Natural language region descriptions:
=== Begin Enclosure ===

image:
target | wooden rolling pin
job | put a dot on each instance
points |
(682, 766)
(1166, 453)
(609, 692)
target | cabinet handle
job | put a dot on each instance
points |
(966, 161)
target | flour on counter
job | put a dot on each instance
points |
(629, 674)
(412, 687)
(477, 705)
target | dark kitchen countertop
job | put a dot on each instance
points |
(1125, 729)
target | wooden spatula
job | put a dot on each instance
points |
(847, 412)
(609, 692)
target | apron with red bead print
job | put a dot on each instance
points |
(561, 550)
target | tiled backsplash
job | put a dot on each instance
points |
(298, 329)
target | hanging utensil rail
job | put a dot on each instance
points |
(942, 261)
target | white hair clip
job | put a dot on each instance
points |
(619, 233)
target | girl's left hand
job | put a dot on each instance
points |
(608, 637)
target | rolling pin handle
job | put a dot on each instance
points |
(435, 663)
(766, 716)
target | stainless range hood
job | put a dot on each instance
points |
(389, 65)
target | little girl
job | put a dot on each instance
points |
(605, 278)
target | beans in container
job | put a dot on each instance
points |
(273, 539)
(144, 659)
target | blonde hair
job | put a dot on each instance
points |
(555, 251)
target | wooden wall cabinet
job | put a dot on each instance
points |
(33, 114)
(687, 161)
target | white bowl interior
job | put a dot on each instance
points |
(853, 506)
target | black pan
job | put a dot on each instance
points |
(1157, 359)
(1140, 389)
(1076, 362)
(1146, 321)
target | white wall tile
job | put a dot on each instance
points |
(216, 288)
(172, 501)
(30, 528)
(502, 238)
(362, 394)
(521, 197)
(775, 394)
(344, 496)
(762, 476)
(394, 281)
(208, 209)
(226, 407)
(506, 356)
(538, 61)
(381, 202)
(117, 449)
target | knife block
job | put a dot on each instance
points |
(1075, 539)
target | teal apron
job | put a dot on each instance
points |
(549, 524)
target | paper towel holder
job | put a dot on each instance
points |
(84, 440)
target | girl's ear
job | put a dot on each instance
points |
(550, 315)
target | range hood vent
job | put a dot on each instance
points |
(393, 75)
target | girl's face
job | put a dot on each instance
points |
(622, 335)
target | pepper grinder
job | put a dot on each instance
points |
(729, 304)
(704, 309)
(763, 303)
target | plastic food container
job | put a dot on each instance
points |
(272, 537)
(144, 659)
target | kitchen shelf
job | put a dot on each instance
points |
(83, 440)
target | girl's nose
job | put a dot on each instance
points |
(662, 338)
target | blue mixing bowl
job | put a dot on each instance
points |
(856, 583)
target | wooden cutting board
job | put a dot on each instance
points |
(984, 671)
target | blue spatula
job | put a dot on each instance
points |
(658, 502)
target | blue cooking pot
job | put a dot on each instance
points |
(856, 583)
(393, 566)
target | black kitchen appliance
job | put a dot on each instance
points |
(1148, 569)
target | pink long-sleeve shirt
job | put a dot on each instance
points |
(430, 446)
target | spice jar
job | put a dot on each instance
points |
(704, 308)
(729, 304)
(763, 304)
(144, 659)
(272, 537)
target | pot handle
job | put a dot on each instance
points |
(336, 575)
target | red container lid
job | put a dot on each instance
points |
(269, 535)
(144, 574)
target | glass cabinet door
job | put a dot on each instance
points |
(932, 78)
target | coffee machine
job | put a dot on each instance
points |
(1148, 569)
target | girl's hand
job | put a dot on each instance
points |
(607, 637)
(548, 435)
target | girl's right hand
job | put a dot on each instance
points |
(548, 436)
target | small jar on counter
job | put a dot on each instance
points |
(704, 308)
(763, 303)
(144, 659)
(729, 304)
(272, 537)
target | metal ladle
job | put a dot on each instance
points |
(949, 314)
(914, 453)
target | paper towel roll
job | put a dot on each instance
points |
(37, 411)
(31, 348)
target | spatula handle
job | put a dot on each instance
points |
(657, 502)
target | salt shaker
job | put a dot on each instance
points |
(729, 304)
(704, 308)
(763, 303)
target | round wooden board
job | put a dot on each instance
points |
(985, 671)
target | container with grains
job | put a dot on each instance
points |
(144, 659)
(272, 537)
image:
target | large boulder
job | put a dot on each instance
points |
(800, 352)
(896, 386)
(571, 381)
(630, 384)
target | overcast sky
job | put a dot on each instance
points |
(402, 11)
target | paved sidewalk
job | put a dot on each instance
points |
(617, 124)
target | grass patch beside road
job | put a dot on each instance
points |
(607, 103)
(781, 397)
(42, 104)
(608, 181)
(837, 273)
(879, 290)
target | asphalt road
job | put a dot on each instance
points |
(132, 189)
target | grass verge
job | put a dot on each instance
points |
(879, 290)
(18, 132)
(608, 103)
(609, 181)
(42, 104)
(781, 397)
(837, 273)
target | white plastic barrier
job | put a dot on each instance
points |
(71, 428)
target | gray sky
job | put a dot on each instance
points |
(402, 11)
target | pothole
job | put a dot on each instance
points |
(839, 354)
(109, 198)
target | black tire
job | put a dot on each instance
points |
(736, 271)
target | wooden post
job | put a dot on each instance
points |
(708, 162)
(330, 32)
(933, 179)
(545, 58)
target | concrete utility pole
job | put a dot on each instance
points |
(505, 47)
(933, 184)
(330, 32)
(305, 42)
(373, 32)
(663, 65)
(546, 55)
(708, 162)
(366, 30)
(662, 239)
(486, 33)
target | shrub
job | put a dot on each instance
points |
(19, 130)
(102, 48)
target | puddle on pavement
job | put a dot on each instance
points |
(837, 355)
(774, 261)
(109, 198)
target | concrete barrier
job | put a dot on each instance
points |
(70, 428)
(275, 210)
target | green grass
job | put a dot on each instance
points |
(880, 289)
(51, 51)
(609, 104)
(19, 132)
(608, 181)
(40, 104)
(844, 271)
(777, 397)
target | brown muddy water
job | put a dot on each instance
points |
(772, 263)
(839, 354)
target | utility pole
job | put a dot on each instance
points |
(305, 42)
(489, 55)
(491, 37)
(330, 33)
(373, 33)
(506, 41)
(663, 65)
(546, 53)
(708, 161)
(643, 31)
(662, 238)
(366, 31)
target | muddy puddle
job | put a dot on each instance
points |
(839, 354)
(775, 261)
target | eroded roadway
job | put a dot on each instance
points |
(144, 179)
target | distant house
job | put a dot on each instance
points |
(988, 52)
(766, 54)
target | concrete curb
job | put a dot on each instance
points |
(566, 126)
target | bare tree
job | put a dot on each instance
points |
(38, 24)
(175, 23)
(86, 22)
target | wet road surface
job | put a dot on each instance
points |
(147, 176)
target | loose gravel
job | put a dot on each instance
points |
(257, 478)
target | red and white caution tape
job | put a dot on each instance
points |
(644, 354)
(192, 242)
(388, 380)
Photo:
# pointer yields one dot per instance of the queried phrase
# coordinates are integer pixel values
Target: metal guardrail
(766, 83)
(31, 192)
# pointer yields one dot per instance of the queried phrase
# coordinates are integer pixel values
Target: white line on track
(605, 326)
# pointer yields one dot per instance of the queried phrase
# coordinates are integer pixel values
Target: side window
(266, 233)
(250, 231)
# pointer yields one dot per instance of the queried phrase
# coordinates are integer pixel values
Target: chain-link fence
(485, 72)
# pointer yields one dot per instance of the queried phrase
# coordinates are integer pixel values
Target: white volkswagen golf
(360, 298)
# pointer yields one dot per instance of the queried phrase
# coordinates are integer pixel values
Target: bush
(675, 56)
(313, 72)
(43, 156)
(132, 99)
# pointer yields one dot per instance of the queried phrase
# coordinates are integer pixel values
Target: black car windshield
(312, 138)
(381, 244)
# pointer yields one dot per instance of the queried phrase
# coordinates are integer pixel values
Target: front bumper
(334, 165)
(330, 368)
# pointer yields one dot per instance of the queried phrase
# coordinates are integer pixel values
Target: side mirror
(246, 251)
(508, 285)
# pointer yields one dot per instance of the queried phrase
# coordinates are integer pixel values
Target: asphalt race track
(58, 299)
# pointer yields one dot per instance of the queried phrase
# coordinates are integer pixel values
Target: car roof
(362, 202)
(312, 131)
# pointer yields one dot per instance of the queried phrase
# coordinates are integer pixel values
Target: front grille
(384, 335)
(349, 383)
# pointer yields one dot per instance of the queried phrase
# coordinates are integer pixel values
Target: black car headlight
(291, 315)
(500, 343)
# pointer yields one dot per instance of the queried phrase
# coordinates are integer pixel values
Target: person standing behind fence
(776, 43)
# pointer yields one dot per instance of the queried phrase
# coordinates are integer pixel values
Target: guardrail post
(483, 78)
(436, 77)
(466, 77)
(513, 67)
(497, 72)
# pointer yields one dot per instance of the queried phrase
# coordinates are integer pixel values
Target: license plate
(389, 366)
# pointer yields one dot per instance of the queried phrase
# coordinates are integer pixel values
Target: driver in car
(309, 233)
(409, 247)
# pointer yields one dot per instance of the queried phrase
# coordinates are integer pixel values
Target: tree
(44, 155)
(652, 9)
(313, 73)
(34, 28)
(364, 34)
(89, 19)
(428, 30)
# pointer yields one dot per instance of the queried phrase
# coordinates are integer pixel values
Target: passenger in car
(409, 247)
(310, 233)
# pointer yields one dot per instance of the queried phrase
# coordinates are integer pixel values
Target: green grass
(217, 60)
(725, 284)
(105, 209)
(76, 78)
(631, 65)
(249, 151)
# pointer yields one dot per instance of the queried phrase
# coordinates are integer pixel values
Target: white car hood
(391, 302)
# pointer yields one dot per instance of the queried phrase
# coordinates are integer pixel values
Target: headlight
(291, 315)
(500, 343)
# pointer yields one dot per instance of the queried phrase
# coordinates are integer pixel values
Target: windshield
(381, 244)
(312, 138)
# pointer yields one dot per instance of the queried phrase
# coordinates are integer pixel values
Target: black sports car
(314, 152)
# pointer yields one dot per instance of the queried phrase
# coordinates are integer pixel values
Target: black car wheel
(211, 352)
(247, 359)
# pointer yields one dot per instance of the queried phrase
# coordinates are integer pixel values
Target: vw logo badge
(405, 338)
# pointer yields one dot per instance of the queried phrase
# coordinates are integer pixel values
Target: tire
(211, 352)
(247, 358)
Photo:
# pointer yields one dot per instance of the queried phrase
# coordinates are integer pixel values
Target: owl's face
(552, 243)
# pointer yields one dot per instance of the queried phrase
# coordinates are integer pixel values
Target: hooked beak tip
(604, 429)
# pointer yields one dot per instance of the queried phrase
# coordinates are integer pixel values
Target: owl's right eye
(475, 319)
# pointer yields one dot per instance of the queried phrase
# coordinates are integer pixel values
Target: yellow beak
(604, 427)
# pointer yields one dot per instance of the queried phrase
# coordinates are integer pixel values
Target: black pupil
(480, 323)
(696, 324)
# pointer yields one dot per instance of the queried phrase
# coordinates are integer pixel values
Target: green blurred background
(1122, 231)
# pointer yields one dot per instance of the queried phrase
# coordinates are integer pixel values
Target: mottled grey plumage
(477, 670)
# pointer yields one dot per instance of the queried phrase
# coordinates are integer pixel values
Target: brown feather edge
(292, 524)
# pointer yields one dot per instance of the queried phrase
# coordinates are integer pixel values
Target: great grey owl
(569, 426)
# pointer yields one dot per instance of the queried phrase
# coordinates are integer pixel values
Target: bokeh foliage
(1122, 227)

=== End Enclosure ===

* [Exercise requirements]:
Search the data above for the word "apron" and say how many lines contain it, giving only that number.

* [Result of the task]:
2